-- SUPPLIED MATERIAL --
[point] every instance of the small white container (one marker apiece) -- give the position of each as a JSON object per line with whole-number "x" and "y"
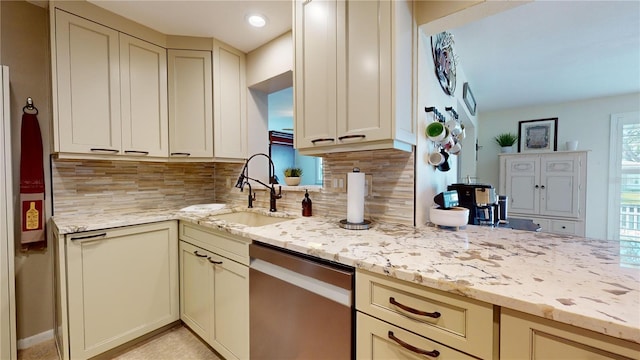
{"x": 455, "y": 217}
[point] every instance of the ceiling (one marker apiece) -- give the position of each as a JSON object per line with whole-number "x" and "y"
{"x": 541, "y": 52}
{"x": 223, "y": 20}
{"x": 547, "y": 52}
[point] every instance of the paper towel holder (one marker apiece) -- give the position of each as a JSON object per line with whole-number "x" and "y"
{"x": 364, "y": 225}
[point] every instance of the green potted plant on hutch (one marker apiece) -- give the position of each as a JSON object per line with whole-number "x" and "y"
{"x": 292, "y": 176}
{"x": 506, "y": 141}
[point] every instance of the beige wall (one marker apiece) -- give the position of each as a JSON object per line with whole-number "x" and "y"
{"x": 25, "y": 49}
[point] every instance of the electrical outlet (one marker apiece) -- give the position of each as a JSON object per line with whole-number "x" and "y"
{"x": 368, "y": 185}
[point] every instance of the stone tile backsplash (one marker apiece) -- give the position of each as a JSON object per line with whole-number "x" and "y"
{"x": 115, "y": 186}
{"x": 392, "y": 191}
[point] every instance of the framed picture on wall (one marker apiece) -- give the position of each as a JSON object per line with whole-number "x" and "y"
{"x": 538, "y": 135}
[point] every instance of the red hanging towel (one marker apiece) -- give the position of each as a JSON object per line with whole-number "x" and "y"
{"x": 33, "y": 235}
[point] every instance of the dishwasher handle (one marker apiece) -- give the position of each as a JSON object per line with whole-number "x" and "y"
{"x": 334, "y": 274}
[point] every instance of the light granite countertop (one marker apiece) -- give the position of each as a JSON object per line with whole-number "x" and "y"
{"x": 572, "y": 280}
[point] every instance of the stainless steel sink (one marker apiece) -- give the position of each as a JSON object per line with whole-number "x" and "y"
{"x": 251, "y": 219}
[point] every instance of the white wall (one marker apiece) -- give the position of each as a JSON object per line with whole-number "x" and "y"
{"x": 587, "y": 121}
{"x": 430, "y": 181}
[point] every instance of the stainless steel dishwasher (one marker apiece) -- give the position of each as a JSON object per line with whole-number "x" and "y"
{"x": 300, "y": 307}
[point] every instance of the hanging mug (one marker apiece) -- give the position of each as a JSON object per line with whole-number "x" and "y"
{"x": 436, "y": 158}
{"x": 435, "y": 131}
{"x": 444, "y": 166}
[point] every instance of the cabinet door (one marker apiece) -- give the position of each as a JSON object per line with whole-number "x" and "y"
{"x": 524, "y": 336}
{"x": 559, "y": 183}
{"x": 522, "y": 185}
{"x": 143, "y": 76}
{"x": 317, "y": 38}
{"x": 368, "y": 87}
{"x": 231, "y": 308}
{"x": 190, "y": 104}
{"x": 376, "y": 339}
{"x": 196, "y": 289}
{"x": 122, "y": 283}
{"x": 229, "y": 104}
{"x": 87, "y": 80}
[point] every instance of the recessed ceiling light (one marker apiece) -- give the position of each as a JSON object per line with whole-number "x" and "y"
{"x": 257, "y": 20}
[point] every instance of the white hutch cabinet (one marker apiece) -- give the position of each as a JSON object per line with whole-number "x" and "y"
{"x": 549, "y": 188}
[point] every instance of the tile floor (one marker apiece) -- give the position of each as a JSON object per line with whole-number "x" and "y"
{"x": 175, "y": 343}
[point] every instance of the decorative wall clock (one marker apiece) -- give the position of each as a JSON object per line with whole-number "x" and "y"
{"x": 444, "y": 60}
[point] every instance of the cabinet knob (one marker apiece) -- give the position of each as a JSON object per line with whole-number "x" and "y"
{"x": 406, "y": 308}
{"x": 360, "y": 136}
{"x": 105, "y": 150}
{"x": 214, "y": 262}
{"x": 415, "y": 349}
{"x": 314, "y": 141}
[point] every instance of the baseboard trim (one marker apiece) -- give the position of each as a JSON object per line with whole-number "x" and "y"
{"x": 35, "y": 339}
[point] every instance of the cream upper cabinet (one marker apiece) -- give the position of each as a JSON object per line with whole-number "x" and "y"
{"x": 354, "y": 62}
{"x": 524, "y": 336}
{"x": 143, "y": 74}
{"x": 87, "y": 74}
{"x": 315, "y": 36}
{"x": 111, "y": 91}
{"x": 551, "y": 187}
{"x": 190, "y": 104}
{"x": 229, "y": 103}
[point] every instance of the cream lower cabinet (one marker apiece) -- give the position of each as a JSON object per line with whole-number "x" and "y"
{"x": 400, "y": 320}
{"x": 524, "y": 336}
{"x": 355, "y": 65}
{"x": 214, "y": 290}
{"x": 113, "y": 286}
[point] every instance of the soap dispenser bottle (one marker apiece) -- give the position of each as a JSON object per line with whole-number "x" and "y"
{"x": 306, "y": 204}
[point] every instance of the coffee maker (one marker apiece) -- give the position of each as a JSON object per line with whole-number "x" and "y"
{"x": 481, "y": 201}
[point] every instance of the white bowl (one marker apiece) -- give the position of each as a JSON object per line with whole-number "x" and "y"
{"x": 456, "y": 216}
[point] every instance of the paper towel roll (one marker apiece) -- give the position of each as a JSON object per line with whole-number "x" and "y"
{"x": 355, "y": 197}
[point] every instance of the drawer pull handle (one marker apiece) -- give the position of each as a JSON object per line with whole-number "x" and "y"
{"x": 136, "y": 152}
{"x": 314, "y": 141}
{"x": 105, "y": 150}
{"x": 214, "y": 262}
{"x": 417, "y": 350}
{"x": 345, "y": 137}
{"x": 434, "y": 315}
{"x": 86, "y": 237}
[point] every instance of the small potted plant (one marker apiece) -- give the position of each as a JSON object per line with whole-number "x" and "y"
{"x": 292, "y": 176}
{"x": 506, "y": 141}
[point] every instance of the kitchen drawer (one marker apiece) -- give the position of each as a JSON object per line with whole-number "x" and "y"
{"x": 464, "y": 324}
{"x": 376, "y": 339}
{"x": 231, "y": 246}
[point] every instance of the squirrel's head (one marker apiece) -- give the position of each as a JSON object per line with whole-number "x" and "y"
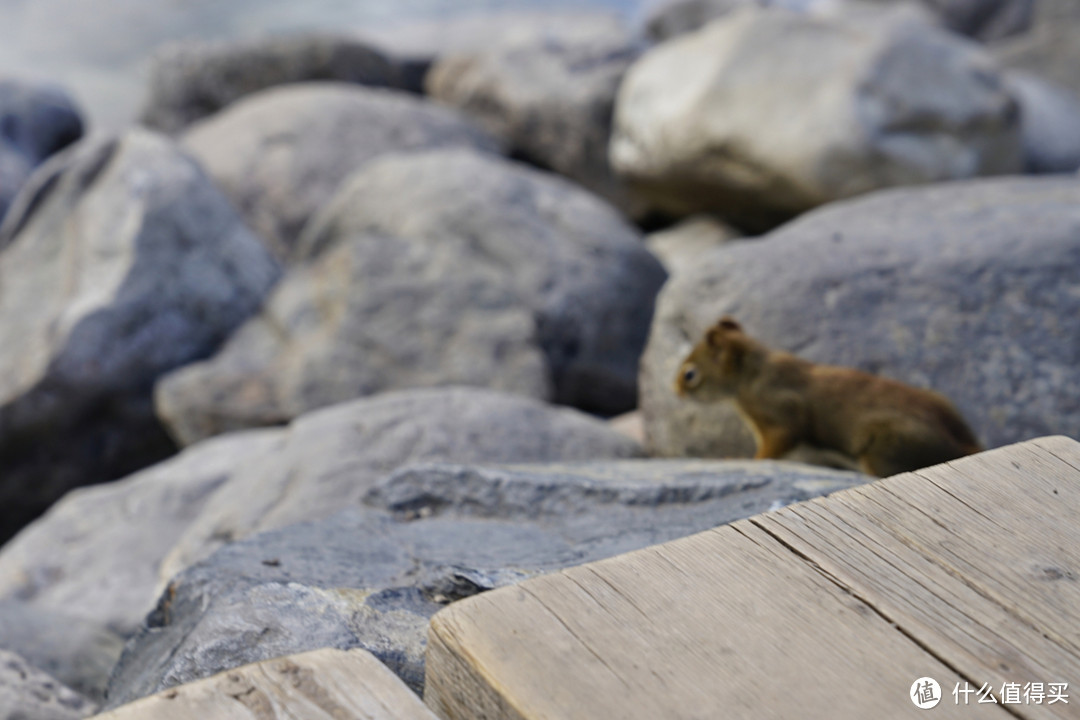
{"x": 717, "y": 364}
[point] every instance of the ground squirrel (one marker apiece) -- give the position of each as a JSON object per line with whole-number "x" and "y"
{"x": 887, "y": 426}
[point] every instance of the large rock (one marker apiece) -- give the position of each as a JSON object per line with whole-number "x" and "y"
{"x": 1051, "y": 123}
{"x": 983, "y": 19}
{"x": 1049, "y": 50}
{"x": 96, "y": 554}
{"x": 571, "y": 258}
{"x": 767, "y": 113}
{"x": 424, "y": 41}
{"x": 78, "y": 652}
{"x": 120, "y": 261}
{"x": 320, "y": 684}
{"x": 331, "y": 458}
{"x": 191, "y": 80}
{"x": 968, "y": 288}
{"x": 35, "y": 123}
{"x": 549, "y": 98}
{"x": 372, "y": 314}
{"x": 103, "y": 553}
{"x": 26, "y": 693}
{"x": 281, "y": 153}
{"x": 680, "y": 246}
{"x": 435, "y": 533}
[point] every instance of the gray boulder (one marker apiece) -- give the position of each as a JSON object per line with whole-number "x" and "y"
{"x": 191, "y": 80}
{"x": 766, "y": 113}
{"x": 548, "y": 97}
{"x": 26, "y": 693}
{"x": 281, "y": 153}
{"x": 571, "y": 258}
{"x": 1051, "y": 124}
{"x": 434, "y": 533}
{"x": 35, "y": 122}
{"x": 680, "y": 246}
{"x": 105, "y": 553}
{"x": 96, "y": 554}
{"x": 1049, "y": 51}
{"x": 983, "y": 19}
{"x": 424, "y": 42}
{"x": 120, "y": 261}
{"x": 331, "y": 458}
{"x": 78, "y": 652}
{"x": 967, "y": 288}
{"x": 373, "y": 313}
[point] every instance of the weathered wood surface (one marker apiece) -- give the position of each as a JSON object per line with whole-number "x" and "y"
{"x": 966, "y": 572}
{"x": 328, "y": 683}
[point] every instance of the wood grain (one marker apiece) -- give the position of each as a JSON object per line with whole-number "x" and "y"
{"x": 966, "y": 572}
{"x": 332, "y": 684}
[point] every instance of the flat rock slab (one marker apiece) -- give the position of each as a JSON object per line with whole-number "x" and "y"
{"x": 78, "y": 652}
{"x": 826, "y": 609}
{"x": 433, "y": 533}
{"x": 26, "y": 693}
{"x": 324, "y": 683}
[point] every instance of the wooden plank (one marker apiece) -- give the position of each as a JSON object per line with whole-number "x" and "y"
{"x": 726, "y": 623}
{"x": 829, "y": 609}
{"x": 327, "y": 683}
{"x": 979, "y": 561}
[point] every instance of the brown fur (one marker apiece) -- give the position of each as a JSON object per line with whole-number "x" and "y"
{"x": 887, "y": 426}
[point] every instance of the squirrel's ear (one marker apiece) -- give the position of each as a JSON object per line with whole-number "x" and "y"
{"x": 728, "y": 323}
{"x": 732, "y": 357}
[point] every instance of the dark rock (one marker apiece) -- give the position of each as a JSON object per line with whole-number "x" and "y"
{"x": 26, "y": 693}
{"x": 373, "y": 578}
{"x": 96, "y": 554}
{"x": 968, "y": 288}
{"x": 374, "y": 313}
{"x": 281, "y": 153}
{"x": 78, "y": 652}
{"x": 571, "y": 258}
{"x": 35, "y": 123}
{"x": 549, "y": 97}
{"x": 120, "y": 261}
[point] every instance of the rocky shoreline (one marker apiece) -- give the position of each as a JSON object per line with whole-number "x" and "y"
{"x": 334, "y": 337}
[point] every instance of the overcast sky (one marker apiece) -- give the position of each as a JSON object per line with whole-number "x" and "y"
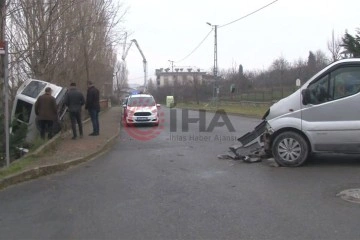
{"x": 171, "y": 30}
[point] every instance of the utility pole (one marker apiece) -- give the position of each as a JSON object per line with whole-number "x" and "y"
{"x": 216, "y": 87}
{"x": 4, "y": 76}
{"x": 172, "y": 65}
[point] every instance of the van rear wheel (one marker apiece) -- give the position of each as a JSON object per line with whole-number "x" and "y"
{"x": 290, "y": 149}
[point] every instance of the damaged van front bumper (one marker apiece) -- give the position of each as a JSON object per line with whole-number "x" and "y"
{"x": 253, "y": 145}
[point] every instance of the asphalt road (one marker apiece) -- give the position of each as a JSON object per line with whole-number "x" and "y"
{"x": 172, "y": 186}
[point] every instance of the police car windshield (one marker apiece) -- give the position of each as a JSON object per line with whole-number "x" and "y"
{"x": 141, "y": 102}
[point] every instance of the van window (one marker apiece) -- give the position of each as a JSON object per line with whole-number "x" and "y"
{"x": 340, "y": 83}
{"x": 345, "y": 82}
{"x": 33, "y": 89}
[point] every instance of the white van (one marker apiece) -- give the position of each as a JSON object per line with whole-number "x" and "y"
{"x": 24, "y": 110}
{"x": 323, "y": 116}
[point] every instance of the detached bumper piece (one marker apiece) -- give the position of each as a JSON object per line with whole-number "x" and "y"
{"x": 251, "y": 149}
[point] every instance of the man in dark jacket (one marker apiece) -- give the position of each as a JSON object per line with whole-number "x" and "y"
{"x": 74, "y": 100}
{"x": 93, "y": 106}
{"x": 46, "y": 112}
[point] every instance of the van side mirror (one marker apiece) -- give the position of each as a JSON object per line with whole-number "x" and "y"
{"x": 306, "y": 96}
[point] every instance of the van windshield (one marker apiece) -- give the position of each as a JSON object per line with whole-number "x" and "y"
{"x": 141, "y": 102}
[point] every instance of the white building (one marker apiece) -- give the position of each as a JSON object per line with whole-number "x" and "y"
{"x": 165, "y": 77}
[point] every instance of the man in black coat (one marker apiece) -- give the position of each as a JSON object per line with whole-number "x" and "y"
{"x": 46, "y": 113}
{"x": 74, "y": 101}
{"x": 93, "y": 106}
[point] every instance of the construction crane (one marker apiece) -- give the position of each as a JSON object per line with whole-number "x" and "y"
{"x": 125, "y": 52}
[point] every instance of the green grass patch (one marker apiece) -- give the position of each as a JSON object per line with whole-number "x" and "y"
{"x": 250, "y": 110}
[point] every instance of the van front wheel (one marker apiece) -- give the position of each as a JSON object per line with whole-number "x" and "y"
{"x": 290, "y": 149}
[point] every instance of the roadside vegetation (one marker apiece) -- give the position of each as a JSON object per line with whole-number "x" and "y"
{"x": 250, "y": 110}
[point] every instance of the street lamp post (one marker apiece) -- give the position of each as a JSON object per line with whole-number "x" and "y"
{"x": 215, "y": 90}
{"x": 172, "y": 65}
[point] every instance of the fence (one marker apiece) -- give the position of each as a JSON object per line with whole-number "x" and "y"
{"x": 267, "y": 95}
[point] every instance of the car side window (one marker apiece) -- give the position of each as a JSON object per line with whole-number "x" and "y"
{"x": 340, "y": 83}
{"x": 320, "y": 90}
{"x": 345, "y": 82}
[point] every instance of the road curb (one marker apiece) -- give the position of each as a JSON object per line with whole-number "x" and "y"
{"x": 53, "y": 168}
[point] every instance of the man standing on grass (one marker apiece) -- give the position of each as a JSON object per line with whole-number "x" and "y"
{"x": 93, "y": 106}
{"x": 46, "y": 113}
{"x": 74, "y": 101}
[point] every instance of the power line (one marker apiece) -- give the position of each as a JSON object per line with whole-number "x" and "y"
{"x": 249, "y": 14}
{"x": 195, "y": 48}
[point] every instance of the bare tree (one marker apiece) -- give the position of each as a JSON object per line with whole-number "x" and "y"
{"x": 334, "y": 47}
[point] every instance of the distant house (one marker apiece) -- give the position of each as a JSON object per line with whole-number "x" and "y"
{"x": 165, "y": 77}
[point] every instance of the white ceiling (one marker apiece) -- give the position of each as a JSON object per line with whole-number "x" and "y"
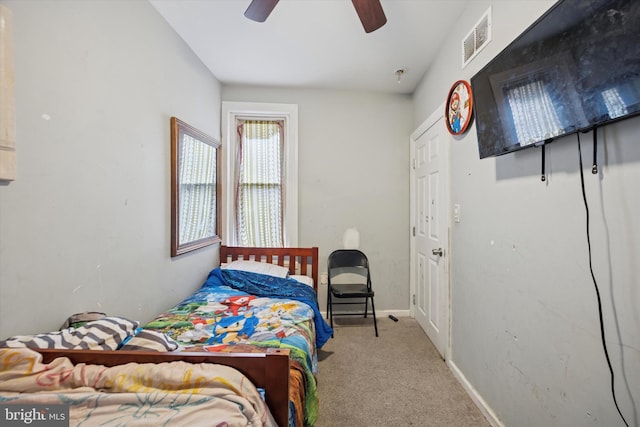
{"x": 314, "y": 43}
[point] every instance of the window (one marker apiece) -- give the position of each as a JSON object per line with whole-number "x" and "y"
{"x": 260, "y": 174}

-- WRITTEN PROBLEM --
Retype, without any change, the lines of the listing starting with the line that contains "[point] every instance of the window" and going on through the end of the listing.

-- FULL OUTPUT --
[point] every instance of the window (one marker apiece) -- give the position of each as a JSON object per line with whole-number "x" and "y"
{"x": 260, "y": 174}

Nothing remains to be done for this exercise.